## Prompt
Everything from the line holding "point: metal pole" through the last line below must be repeated exactly, and nothing else.

## Material for this task

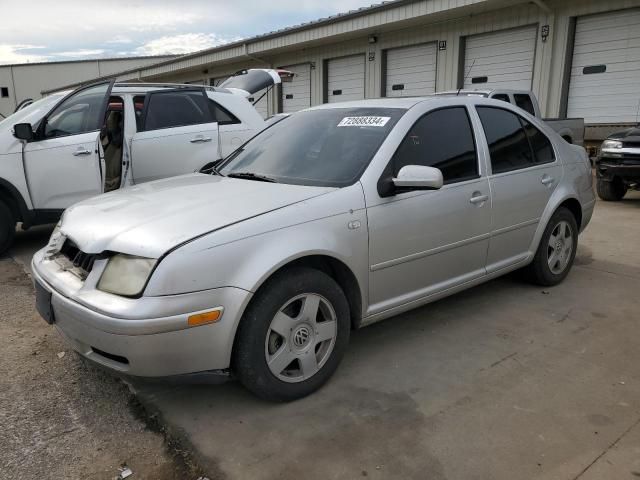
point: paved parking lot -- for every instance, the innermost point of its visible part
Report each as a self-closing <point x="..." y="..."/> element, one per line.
<point x="503" y="381"/>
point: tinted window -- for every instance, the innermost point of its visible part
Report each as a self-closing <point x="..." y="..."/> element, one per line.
<point x="540" y="144"/>
<point x="442" y="139"/>
<point x="508" y="144"/>
<point x="79" y="113"/>
<point x="222" y="115"/>
<point x="175" y="109"/>
<point x="327" y="147"/>
<point x="501" y="96"/>
<point x="525" y="103"/>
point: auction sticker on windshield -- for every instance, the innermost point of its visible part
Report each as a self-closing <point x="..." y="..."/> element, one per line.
<point x="365" y="121"/>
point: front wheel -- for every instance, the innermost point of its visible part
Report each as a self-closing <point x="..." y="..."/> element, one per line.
<point x="556" y="251"/>
<point x="7" y="228"/>
<point x="292" y="336"/>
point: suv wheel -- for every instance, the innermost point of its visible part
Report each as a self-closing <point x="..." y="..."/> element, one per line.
<point x="292" y="336"/>
<point x="611" y="190"/>
<point x="556" y="251"/>
<point x="7" y="228"/>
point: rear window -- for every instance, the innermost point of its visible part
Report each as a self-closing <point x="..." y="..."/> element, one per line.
<point x="524" y="102"/>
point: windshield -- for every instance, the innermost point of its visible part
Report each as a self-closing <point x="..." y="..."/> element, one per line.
<point x="327" y="147"/>
<point x="34" y="112"/>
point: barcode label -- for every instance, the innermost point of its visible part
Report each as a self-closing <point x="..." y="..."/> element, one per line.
<point x="367" y="121"/>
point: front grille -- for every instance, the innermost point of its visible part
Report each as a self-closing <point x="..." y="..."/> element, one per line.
<point x="75" y="260"/>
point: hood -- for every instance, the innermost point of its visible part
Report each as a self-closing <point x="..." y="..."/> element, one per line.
<point x="629" y="135"/>
<point x="150" y="219"/>
<point x="248" y="82"/>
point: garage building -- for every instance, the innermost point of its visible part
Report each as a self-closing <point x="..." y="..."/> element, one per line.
<point x="581" y="58"/>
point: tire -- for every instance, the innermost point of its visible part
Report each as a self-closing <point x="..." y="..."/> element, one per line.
<point x="554" y="257"/>
<point x="280" y="306"/>
<point x="7" y="228"/>
<point x="611" y="190"/>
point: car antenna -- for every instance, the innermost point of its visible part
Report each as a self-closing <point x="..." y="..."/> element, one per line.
<point x="466" y="76"/>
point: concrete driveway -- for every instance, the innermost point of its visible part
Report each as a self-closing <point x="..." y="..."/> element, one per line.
<point x="503" y="381"/>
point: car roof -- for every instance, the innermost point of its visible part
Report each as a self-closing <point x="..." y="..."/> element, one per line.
<point x="140" y="87"/>
<point x="398" y="102"/>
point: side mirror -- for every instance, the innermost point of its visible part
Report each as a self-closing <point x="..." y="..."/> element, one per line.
<point x="23" y="131"/>
<point x="418" y="177"/>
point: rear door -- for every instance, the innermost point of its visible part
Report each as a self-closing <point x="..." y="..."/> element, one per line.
<point x="524" y="174"/>
<point x="61" y="163"/>
<point x="178" y="134"/>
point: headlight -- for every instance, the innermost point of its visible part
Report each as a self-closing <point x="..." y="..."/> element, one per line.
<point x="126" y="275"/>
<point x="611" y="144"/>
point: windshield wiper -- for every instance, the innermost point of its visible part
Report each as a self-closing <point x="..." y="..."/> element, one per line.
<point x="252" y="176"/>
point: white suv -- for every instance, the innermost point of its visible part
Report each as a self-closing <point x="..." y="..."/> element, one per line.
<point x="102" y="137"/>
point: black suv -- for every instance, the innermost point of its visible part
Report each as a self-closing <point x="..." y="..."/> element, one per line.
<point x="618" y="164"/>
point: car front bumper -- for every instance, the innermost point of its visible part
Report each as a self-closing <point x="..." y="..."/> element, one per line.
<point x="158" y="346"/>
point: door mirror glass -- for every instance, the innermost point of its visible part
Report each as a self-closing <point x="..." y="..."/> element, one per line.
<point x="81" y="112"/>
<point x="418" y="177"/>
<point x="23" y="131"/>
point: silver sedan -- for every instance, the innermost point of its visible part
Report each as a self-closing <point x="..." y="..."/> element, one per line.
<point x="332" y="219"/>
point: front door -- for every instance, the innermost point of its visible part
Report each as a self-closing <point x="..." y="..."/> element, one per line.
<point x="524" y="175"/>
<point x="61" y="163"/>
<point x="421" y="243"/>
<point x="177" y="135"/>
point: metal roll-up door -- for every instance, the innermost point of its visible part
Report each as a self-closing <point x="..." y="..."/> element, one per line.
<point x="345" y="79"/>
<point x="296" y="94"/>
<point x="502" y="59"/>
<point x="411" y="71"/>
<point x="604" y="86"/>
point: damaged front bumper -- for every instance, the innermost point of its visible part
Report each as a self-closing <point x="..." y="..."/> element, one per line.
<point x="147" y="336"/>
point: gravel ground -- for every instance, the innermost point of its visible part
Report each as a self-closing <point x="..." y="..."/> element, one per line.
<point x="64" y="418"/>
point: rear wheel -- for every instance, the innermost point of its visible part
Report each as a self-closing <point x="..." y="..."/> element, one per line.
<point x="557" y="250"/>
<point x="611" y="190"/>
<point x="292" y="336"/>
<point x="7" y="228"/>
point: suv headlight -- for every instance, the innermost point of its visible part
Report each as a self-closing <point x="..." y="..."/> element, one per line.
<point x="611" y="144"/>
<point x="126" y="275"/>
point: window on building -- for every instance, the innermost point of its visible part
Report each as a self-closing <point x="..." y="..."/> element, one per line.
<point x="524" y="102"/>
<point x="501" y="96"/>
<point x="442" y="139"/>
<point x="508" y="143"/>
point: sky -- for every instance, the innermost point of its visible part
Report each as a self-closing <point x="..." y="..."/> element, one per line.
<point x="40" y="31"/>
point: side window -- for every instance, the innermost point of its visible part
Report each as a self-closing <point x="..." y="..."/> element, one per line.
<point x="176" y="109"/>
<point x="222" y="115"/>
<point x="79" y="113"/>
<point x="508" y="143"/>
<point x="501" y="96"/>
<point x="442" y="139"/>
<point x="525" y="103"/>
<point x="138" y="108"/>
<point x="540" y="144"/>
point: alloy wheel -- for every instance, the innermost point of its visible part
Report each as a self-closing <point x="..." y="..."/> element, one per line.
<point x="301" y="337"/>
<point x="560" y="247"/>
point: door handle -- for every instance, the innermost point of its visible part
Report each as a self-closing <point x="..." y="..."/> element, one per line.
<point x="81" y="151"/>
<point x="547" y="180"/>
<point x="478" y="198"/>
<point x="200" y="139"/>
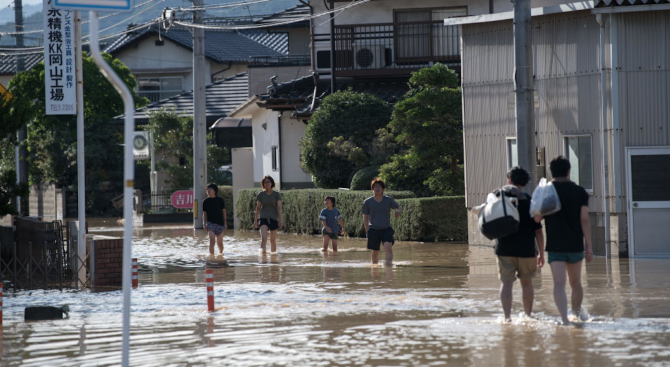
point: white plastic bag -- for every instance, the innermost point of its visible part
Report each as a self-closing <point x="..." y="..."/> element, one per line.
<point x="545" y="199"/>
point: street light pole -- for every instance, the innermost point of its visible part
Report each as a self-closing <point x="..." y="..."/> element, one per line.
<point x="199" y="116"/>
<point x="524" y="89"/>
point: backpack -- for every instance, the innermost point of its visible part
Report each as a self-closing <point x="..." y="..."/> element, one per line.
<point x="499" y="217"/>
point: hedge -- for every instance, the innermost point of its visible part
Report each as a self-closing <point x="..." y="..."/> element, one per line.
<point x="423" y="219"/>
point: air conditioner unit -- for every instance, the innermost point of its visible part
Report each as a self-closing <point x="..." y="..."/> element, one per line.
<point x="369" y="56"/>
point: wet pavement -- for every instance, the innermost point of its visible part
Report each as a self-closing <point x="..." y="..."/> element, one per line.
<point x="437" y="305"/>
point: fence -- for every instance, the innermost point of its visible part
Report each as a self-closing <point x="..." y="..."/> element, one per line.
<point x="38" y="256"/>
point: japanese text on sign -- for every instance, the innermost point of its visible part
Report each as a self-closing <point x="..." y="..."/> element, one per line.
<point x="59" y="68"/>
<point x="182" y="199"/>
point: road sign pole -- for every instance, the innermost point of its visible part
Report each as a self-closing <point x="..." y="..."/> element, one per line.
<point x="128" y="182"/>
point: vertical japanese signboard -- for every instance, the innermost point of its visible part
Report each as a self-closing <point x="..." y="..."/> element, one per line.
<point x="59" y="69"/>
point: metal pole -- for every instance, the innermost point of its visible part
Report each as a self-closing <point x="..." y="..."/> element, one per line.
<point x="22" y="163"/>
<point x="604" y="146"/>
<point x="199" y="117"/>
<point x="524" y="90"/>
<point x="128" y="181"/>
<point x="81" y="166"/>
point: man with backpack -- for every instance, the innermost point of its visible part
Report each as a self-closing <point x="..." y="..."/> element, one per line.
<point x="518" y="255"/>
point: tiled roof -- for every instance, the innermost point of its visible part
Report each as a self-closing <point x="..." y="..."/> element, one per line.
<point x="296" y="14"/>
<point x="8" y="62"/>
<point x="220" y="45"/>
<point x="297" y="94"/>
<point x="221" y="98"/>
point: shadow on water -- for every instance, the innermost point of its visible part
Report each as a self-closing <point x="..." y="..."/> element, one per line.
<point x="301" y="307"/>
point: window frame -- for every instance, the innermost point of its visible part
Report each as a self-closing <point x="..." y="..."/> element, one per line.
<point x="567" y="155"/>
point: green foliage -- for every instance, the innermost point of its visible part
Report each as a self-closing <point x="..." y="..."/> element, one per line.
<point x="442" y="218"/>
<point x="349" y="122"/>
<point x="427" y="124"/>
<point x="362" y="178"/>
<point x="173" y="138"/>
<point x="301" y="208"/>
<point x="9" y="190"/>
<point x="52" y="140"/>
<point x="423" y="219"/>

## Response to the exercise
point: metal pole -- for every instance, the innermost point of its visible part
Report each as a self-closing <point x="..." y="..."/> element, one per line.
<point x="22" y="163"/>
<point x="604" y="146"/>
<point x="199" y="117"/>
<point x="524" y="90"/>
<point x="128" y="181"/>
<point x="81" y="166"/>
point: man with backpack -- for every instance, the innermost point of its visible part
Report each as a self-closing <point x="..." y="..."/> element, one per line.
<point x="518" y="255"/>
point: tiled roof -- for every instance, the innermost point of its visible part
Report each as a self-closing <point x="..." y="..."/> element, one per line.
<point x="296" y="14"/>
<point x="8" y="62"/>
<point x="220" y="45"/>
<point x="297" y="94"/>
<point x="221" y="98"/>
point: shadow on water -- for every instance, the innermost point of its visible part
Report each as a self-closing <point x="..." y="..."/> element, one per line.
<point x="301" y="307"/>
point: window frame -- for every instance, the innermost point of its visible part
Report each as a self-closing <point x="..." y="..."/> element, one per line.
<point x="567" y="155"/>
point: green foliage -- for every instance, the innermost point of its visible part
Report each as a self-closing <point x="..." y="..."/> element, one per line.
<point x="442" y="218"/>
<point x="349" y="122"/>
<point x="427" y="124"/>
<point x="362" y="178"/>
<point x="173" y="138"/>
<point x="301" y="208"/>
<point x="9" y="190"/>
<point x="52" y="140"/>
<point x="423" y="219"/>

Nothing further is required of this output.